■ What needs to be done: Transcribe verbatim every line from the line containing "mowed grass in the photo above." to the end of the entries, including both endpoints. Output nothing beyond those lines.

(Records from a dataset)
───
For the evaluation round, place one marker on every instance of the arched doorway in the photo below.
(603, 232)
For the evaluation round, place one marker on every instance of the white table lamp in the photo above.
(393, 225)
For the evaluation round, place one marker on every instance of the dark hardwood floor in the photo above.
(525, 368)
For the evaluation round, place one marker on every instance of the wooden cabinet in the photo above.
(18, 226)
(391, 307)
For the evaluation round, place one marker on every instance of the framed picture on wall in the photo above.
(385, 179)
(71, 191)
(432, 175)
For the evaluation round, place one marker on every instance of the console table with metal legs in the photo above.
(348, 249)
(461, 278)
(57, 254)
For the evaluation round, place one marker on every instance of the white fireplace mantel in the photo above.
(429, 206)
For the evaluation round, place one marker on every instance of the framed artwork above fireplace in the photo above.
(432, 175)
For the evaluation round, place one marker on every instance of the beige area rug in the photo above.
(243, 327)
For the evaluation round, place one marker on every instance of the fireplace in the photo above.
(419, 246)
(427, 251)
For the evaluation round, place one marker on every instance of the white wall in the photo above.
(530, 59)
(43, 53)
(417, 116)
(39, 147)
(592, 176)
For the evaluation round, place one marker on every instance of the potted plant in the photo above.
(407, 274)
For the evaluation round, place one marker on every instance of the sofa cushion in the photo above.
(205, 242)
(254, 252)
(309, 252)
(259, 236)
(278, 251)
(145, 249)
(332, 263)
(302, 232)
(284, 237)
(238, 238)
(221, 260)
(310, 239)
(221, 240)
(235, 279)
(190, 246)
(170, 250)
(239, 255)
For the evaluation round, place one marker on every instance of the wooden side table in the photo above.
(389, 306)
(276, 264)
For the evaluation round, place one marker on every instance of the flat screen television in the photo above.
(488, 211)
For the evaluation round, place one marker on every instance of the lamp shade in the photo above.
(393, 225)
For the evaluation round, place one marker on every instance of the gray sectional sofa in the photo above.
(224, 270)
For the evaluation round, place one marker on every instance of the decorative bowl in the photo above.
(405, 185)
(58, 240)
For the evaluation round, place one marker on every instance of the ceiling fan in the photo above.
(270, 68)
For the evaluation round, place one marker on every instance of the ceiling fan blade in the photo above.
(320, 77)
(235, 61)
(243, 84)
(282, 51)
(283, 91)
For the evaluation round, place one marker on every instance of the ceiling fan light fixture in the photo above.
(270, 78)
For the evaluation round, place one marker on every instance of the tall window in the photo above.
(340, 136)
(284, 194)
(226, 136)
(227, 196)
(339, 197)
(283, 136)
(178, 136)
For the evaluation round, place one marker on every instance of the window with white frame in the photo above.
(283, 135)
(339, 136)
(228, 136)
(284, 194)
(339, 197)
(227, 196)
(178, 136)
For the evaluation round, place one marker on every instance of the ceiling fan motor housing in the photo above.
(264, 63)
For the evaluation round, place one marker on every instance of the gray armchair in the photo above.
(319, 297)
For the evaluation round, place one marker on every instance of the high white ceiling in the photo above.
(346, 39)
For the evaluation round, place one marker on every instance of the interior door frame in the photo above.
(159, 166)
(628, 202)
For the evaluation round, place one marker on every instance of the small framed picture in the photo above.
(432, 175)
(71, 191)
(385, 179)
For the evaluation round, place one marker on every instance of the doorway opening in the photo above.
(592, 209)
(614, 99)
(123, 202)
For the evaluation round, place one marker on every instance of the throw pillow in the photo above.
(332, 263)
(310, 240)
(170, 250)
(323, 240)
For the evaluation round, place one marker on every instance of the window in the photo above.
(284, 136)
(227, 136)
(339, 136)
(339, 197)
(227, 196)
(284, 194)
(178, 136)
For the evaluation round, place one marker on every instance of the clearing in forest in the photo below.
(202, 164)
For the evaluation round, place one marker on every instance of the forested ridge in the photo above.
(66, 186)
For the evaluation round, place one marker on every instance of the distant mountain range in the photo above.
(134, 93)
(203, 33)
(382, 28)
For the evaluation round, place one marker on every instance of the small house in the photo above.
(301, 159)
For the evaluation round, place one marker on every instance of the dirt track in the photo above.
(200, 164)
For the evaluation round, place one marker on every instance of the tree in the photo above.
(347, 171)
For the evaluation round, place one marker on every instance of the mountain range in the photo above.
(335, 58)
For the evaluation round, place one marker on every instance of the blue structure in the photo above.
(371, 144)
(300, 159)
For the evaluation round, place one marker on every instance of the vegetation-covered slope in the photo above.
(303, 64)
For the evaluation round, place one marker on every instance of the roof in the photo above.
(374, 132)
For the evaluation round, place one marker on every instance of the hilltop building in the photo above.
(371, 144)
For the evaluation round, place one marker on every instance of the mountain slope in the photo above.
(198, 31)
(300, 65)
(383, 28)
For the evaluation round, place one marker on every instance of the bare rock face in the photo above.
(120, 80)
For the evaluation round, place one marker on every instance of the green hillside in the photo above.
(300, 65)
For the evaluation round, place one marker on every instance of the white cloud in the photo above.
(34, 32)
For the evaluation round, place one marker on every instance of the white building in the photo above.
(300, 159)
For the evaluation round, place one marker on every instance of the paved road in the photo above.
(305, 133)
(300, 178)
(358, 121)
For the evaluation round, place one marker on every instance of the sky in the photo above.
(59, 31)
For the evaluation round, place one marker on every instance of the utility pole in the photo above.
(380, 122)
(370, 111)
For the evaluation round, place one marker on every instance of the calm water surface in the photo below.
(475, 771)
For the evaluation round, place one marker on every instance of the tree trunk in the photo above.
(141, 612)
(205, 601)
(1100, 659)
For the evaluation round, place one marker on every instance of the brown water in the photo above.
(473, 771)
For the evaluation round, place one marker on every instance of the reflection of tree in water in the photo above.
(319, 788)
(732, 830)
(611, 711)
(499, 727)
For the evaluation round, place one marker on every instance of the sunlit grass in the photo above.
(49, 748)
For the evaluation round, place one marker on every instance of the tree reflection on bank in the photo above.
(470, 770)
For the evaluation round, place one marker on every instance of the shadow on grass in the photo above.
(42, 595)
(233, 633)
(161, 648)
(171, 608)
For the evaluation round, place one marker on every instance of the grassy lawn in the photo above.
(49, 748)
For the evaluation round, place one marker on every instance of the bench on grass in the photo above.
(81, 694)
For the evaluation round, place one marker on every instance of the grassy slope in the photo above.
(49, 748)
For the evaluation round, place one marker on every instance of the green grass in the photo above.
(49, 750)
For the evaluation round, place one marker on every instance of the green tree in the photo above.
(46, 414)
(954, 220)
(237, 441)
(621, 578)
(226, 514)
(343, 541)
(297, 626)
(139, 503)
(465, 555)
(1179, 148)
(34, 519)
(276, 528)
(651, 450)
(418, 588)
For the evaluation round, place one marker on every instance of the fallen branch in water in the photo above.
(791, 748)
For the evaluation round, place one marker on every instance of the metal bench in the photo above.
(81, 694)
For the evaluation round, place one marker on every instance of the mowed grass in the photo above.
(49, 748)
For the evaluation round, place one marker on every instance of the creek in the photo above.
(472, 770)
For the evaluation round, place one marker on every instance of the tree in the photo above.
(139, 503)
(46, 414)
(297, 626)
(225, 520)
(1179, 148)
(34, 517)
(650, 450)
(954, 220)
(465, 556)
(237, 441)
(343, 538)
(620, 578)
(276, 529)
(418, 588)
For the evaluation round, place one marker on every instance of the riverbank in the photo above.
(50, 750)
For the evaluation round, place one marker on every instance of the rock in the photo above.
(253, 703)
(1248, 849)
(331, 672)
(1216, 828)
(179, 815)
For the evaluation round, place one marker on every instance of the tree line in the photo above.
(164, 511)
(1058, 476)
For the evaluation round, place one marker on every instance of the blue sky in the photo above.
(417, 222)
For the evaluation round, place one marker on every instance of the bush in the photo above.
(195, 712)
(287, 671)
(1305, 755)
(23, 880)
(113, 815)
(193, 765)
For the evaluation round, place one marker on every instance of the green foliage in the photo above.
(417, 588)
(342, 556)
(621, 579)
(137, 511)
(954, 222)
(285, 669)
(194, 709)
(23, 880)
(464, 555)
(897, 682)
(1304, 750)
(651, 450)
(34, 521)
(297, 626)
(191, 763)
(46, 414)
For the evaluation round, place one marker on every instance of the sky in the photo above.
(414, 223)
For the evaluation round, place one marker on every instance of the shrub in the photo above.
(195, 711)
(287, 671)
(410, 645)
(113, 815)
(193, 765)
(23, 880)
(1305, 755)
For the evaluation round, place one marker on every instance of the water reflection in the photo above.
───
■ Answer in full:
For the evaluation round, place one marker on every instance of the mowed grass in the photo above.
(49, 748)
For the evaluation round, place one marker on every instance of the creek in the photo above.
(472, 770)
For the evaluation round, place one marker on every instance of the tree in the photo above.
(139, 503)
(46, 414)
(297, 626)
(225, 520)
(1179, 148)
(34, 517)
(650, 450)
(954, 220)
(465, 556)
(237, 441)
(343, 538)
(620, 578)
(276, 529)
(418, 588)
For the evaluation round, place one marker on every instance of the riverbank in the photo above.
(50, 750)
For the evaluation round, place one marker on every instance of the rock in the photo above.
(253, 703)
(1248, 849)
(331, 672)
(1216, 828)
(179, 815)
For the evaluation round, place one marker on every instance of the tree line in the photo above.
(164, 511)
(1058, 476)
For the evaluation round, place one marker on every instance of the blue sky in the photo above.
(417, 222)
For the evaluation round, place one marker on every instance of the bush in the photo above.
(195, 712)
(287, 671)
(1305, 755)
(23, 880)
(113, 815)
(193, 765)
For the evaluation round, place one marker on every instance of the green foliage in the photo above.
(417, 588)
(342, 556)
(621, 579)
(137, 511)
(954, 222)
(285, 669)
(194, 709)
(23, 880)
(464, 555)
(897, 682)
(1304, 750)
(651, 450)
(34, 521)
(297, 626)
(191, 763)
(46, 414)
For the evaluation round, place one marker on every instance of the sky in the photo above.
(414, 223)
For the evaluation round, place one marker on every instance of the shrub in the photo above.
(195, 711)
(287, 671)
(410, 645)
(113, 815)
(193, 765)
(23, 880)
(1305, 755)
For the evaluation round, place one marker on every instance of the water reflection in the photo above.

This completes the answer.